§ Task description:
Format every line of the records below as a numbered list, omitting any blank lines.

-*-

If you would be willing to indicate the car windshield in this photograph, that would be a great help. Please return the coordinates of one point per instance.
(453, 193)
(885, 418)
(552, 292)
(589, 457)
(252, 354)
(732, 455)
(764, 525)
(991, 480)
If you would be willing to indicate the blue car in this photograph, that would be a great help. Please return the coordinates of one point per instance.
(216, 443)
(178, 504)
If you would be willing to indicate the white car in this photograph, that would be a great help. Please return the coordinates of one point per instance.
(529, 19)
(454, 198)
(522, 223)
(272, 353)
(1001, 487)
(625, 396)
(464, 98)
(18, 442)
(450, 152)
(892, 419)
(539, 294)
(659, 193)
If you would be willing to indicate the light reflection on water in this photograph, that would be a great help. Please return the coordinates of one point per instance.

-*-

§ Worked solution:
1. If you would be willing to indicate the car windshield in this photograph, that would be a great help. Please return the coordinates of one point per instance.
2. (453, 193)
3. (885, 418)
4. (552, 292)
5. (589, 457)
6. (252, 354)
7. (732, 455)
8. (764, 525)
9. (991, 480)
10. If you would be willing to indicate the blue car in this photograph, that would be a great help. Please return the coordinates of one point per instance.
11. (216, 443)
12. (178, 504)
13. If you would be willing to indicate the white car in this photograph, that would be a great help. Please return the coordinates of one point per instance.
14. (529, 19)
15. (454, 198)
16. (522, 223)
17. (272, 353)
18. (1001, 487)
19. (625, 396)
20. (464, 98)
21. (18, 442)
22. (450, 152)
23. (892, 419)
24. (539, 294)
25. (659, 193)
26. If you would be willing to indicate the light reflection on water in this photograph, that would be a great help. Please return the coordinates of one point per instance.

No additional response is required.